Start of Block

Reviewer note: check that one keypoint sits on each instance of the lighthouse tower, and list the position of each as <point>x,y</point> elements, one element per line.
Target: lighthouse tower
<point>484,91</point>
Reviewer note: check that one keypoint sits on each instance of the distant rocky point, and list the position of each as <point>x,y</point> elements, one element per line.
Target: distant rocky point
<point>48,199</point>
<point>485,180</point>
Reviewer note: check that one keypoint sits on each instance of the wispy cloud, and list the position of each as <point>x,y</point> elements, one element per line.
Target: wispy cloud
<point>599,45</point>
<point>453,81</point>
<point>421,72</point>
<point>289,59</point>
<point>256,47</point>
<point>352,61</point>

End of Block

**What you have to do:** In the records, locate each line holding the string "that" and copy it.

**Solution to this problem:**
Reviewer note: check that one keypoint sits on each instance of the lighthouse tower, and list the position of each as <point>x,y</point> elements, one element per line.
Reviewer note: check that one keypoint sits on each instance of the distant rocky point, and list the position of each as <point>x,y</point> elements, one element per line.
Reviewer note: check that one keypoint sits on each instance of the wispy cloud, and list the position of each as <point>x,y</point> elements, one element per line.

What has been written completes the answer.